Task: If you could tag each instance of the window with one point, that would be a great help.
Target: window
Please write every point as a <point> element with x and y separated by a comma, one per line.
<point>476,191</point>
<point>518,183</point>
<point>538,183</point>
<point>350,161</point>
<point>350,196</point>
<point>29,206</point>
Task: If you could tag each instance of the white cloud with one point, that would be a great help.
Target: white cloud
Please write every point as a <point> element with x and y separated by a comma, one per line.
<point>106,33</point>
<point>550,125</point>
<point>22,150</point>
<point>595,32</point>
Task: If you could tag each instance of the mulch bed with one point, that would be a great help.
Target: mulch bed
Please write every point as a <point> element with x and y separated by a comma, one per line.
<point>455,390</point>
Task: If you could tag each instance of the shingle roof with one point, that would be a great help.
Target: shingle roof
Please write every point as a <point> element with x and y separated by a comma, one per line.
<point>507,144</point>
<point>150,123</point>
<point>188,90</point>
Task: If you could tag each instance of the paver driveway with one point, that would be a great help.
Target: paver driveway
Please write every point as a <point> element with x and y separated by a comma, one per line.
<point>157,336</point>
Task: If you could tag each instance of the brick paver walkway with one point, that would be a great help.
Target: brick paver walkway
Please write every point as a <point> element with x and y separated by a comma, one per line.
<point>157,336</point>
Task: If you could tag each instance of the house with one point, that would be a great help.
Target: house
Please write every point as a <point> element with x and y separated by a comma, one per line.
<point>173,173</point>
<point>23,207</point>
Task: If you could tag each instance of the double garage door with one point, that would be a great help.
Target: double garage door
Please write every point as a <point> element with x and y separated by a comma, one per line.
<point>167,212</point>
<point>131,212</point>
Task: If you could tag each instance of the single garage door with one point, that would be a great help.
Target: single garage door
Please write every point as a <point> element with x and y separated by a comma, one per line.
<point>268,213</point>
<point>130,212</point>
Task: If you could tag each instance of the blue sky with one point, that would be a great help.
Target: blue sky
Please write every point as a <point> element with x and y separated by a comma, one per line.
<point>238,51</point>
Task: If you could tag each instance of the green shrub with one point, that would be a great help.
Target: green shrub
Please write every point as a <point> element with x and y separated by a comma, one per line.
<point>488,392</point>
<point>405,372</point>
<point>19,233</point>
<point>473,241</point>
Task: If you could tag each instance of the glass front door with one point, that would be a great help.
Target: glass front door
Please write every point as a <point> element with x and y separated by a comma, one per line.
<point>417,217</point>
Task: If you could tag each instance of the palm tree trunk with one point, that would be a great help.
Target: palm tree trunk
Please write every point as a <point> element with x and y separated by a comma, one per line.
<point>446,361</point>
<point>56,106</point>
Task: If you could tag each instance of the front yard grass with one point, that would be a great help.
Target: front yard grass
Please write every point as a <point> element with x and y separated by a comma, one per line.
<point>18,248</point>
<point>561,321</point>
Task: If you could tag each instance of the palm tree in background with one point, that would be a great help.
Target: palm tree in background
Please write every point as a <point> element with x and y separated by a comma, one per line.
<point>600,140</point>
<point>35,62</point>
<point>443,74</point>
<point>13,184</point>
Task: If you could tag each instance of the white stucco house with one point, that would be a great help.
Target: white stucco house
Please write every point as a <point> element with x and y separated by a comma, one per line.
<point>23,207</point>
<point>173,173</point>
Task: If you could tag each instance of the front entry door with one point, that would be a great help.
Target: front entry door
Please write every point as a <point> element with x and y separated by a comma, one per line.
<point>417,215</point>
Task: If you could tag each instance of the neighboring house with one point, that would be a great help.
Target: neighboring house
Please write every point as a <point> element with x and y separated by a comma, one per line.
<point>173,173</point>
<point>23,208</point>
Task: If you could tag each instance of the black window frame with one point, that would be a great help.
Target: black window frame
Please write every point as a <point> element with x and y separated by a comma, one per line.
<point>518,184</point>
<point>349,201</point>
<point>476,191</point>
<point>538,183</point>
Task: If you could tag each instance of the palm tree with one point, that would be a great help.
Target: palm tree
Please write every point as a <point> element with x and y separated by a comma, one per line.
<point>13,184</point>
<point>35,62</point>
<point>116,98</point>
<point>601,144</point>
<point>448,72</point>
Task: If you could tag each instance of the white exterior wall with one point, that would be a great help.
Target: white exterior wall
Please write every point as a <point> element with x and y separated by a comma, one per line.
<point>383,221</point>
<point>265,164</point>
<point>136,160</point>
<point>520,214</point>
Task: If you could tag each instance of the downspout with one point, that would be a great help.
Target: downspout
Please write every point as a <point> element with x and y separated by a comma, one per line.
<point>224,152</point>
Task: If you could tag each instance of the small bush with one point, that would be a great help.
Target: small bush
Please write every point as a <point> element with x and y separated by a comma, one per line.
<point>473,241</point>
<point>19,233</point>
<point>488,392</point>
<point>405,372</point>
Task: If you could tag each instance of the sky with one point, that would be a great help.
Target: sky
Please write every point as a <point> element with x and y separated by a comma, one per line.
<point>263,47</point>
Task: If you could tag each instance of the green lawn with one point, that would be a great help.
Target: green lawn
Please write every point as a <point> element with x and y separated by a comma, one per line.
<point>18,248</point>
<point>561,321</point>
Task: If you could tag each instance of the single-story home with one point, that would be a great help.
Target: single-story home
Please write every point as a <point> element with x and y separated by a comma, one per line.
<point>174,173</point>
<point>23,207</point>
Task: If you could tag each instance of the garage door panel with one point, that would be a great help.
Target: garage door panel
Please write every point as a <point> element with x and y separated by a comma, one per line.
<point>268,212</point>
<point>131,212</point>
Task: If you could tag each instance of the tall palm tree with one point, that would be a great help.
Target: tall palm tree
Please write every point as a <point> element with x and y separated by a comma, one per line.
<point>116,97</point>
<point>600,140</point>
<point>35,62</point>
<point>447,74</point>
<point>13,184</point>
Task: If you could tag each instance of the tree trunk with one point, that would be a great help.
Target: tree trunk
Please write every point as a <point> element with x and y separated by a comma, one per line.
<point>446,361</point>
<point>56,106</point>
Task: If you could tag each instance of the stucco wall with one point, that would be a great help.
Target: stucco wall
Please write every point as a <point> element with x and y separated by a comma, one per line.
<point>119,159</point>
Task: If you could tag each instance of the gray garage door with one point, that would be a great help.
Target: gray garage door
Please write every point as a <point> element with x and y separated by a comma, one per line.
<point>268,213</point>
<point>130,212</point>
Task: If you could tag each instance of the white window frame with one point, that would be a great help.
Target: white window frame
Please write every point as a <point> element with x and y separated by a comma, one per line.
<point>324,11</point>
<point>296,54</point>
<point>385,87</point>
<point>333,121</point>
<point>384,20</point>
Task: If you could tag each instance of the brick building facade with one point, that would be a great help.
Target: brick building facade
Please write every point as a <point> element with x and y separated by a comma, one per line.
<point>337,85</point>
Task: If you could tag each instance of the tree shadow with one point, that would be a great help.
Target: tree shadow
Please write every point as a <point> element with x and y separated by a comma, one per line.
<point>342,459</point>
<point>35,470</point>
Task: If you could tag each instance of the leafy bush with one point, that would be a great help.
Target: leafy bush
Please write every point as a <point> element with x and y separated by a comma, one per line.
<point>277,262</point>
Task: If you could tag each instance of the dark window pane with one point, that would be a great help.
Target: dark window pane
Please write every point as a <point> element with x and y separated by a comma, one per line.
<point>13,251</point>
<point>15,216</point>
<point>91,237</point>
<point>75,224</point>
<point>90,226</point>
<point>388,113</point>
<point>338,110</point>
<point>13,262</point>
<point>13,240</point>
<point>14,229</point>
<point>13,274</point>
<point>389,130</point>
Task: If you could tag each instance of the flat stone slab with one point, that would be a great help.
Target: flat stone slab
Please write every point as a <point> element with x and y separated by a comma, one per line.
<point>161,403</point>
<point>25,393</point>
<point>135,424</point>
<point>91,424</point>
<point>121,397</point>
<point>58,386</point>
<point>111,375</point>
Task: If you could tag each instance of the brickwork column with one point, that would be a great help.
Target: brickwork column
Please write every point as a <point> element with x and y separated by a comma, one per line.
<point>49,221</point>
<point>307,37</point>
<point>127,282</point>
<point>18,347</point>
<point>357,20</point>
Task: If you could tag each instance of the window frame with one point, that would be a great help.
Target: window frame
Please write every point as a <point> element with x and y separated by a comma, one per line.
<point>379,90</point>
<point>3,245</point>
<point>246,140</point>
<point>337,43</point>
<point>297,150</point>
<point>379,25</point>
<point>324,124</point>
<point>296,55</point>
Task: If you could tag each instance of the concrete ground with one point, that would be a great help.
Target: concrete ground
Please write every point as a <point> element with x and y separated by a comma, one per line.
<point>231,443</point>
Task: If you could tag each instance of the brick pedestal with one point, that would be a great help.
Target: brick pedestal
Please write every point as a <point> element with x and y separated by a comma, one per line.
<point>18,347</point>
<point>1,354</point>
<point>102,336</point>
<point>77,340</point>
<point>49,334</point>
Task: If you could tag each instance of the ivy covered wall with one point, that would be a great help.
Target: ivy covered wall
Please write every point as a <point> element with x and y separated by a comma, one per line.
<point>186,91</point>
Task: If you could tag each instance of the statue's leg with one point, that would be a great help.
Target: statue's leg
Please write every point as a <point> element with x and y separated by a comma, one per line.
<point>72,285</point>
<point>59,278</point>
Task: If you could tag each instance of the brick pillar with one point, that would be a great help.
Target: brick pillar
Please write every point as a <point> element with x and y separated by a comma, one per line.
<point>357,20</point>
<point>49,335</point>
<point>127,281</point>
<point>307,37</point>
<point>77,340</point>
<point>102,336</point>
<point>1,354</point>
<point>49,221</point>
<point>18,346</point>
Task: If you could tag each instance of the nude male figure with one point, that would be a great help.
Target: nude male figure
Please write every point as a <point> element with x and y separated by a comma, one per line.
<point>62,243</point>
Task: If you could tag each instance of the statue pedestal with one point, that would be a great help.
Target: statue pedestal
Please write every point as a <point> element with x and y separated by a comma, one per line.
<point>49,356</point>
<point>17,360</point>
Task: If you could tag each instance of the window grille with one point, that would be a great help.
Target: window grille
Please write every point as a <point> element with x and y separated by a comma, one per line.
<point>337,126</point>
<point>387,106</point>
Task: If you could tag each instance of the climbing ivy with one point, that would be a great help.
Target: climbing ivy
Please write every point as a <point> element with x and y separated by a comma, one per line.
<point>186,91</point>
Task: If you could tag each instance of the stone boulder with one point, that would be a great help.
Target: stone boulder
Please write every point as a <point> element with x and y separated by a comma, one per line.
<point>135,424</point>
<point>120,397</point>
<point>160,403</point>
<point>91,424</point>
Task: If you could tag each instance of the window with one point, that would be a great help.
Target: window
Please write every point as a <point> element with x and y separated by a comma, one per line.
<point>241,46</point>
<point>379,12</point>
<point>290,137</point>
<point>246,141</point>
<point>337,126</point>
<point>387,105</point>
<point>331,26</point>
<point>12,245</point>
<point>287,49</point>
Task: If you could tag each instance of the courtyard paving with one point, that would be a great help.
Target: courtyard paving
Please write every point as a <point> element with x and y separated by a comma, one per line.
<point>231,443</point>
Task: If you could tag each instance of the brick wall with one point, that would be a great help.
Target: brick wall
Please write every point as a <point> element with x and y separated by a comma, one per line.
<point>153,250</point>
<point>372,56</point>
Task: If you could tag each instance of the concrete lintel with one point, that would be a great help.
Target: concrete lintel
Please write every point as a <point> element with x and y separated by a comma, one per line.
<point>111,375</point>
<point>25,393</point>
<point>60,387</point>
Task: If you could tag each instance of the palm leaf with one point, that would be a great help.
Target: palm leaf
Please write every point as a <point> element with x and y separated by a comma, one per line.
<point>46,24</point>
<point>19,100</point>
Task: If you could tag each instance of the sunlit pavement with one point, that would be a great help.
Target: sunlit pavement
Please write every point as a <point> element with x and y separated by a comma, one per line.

============================================================

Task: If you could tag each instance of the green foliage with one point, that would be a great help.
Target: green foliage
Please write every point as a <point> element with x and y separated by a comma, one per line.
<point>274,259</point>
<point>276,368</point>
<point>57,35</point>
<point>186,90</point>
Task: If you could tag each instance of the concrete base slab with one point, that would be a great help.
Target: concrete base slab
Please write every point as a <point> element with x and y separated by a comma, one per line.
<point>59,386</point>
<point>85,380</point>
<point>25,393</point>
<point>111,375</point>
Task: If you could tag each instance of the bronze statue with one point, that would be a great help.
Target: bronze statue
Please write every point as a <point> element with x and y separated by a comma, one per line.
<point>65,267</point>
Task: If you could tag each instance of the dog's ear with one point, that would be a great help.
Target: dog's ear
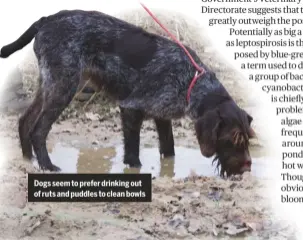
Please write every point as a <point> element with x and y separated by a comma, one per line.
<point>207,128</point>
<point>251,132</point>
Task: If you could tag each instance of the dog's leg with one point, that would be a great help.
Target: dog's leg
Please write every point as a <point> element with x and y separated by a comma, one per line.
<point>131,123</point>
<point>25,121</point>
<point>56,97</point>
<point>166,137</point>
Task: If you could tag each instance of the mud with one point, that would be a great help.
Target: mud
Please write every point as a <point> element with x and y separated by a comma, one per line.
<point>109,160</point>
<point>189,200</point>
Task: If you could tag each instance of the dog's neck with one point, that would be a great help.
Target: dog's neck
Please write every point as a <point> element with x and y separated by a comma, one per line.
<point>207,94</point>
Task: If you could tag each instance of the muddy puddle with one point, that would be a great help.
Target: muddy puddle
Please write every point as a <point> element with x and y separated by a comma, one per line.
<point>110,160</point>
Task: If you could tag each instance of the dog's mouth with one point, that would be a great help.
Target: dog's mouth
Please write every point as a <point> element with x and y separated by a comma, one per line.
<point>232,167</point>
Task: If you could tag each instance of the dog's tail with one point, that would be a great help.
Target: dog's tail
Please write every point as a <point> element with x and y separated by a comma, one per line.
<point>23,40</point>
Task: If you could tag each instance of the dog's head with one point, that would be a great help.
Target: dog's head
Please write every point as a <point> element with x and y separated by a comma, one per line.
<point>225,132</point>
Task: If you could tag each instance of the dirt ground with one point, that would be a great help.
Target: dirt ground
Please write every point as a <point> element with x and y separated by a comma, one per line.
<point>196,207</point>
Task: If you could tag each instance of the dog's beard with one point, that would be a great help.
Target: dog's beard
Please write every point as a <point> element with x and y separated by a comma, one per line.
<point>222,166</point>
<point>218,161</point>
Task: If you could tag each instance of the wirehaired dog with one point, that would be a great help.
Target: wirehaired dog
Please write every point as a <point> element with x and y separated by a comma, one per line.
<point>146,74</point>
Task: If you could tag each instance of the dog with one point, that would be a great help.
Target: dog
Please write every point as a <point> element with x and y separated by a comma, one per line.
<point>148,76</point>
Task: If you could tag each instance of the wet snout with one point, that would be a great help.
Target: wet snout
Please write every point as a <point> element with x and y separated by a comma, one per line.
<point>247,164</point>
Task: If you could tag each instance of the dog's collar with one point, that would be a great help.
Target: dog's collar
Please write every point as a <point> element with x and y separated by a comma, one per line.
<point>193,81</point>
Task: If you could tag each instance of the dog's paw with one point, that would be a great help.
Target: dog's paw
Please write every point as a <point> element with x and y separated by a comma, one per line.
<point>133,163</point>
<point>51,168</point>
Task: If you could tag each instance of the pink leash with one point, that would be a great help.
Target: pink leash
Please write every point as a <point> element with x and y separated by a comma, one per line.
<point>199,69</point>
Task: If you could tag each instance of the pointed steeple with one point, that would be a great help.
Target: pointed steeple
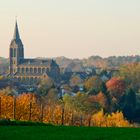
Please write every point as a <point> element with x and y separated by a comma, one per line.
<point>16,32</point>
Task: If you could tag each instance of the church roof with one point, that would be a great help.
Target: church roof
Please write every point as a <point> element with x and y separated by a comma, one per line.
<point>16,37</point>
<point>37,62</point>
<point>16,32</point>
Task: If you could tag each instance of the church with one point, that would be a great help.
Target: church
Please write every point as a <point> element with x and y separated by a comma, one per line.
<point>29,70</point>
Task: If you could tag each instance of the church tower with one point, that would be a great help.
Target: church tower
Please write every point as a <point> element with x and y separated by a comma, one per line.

============================================================

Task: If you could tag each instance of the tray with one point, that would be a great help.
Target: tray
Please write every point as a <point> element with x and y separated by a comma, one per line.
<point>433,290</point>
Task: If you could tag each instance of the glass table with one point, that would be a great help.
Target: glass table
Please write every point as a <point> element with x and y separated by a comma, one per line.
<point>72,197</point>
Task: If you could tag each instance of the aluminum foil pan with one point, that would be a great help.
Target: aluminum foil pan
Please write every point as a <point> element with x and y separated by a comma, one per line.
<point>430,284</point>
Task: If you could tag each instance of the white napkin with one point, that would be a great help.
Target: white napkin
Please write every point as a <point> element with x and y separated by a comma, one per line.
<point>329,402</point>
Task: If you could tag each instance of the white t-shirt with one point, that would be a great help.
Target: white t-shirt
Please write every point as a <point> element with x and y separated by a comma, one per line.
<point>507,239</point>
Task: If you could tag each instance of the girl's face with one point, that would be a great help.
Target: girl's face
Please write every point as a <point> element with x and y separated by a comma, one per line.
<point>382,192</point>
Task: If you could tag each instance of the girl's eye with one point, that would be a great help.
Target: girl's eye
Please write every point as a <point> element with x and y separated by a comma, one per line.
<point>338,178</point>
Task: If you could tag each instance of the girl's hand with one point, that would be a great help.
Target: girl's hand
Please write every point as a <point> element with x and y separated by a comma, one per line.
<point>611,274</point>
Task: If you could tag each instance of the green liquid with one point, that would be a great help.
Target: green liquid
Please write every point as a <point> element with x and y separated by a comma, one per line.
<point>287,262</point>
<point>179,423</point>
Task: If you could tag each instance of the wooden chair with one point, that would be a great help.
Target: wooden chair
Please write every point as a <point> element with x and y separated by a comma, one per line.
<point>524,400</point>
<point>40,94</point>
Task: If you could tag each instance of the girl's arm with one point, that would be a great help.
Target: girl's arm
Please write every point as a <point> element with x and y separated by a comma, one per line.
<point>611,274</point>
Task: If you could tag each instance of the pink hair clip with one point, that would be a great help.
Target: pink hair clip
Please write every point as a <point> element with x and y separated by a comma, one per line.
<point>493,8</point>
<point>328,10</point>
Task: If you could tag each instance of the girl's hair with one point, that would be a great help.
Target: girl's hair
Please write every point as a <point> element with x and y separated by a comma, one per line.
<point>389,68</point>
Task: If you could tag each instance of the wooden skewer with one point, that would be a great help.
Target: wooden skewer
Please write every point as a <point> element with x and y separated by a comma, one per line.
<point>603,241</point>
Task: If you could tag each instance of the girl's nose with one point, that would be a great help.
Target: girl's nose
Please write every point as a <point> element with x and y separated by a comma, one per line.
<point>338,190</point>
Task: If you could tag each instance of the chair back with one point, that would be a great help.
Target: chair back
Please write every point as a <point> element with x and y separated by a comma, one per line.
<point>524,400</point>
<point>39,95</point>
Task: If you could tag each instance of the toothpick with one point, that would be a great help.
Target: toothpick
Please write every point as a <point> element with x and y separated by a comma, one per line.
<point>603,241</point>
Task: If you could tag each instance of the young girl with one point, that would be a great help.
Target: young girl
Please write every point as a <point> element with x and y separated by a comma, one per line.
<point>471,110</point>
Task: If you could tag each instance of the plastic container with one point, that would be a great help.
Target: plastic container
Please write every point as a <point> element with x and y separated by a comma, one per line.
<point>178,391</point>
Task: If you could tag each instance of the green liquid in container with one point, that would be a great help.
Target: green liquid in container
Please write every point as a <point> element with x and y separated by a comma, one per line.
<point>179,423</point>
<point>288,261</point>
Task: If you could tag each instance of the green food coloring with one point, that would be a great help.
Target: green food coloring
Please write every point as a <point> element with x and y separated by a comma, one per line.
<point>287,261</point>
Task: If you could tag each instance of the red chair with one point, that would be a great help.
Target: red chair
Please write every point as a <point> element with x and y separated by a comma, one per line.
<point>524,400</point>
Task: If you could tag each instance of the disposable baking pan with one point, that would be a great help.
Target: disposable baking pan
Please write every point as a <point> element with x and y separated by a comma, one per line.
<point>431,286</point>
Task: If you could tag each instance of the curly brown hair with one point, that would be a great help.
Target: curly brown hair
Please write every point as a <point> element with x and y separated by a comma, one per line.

============================================================

WHAT NEEDS TO BE DONE
Work through the data and count each line holding the string "trunk". Give only that count.

ANSWER FOR THIS EXERCISE
4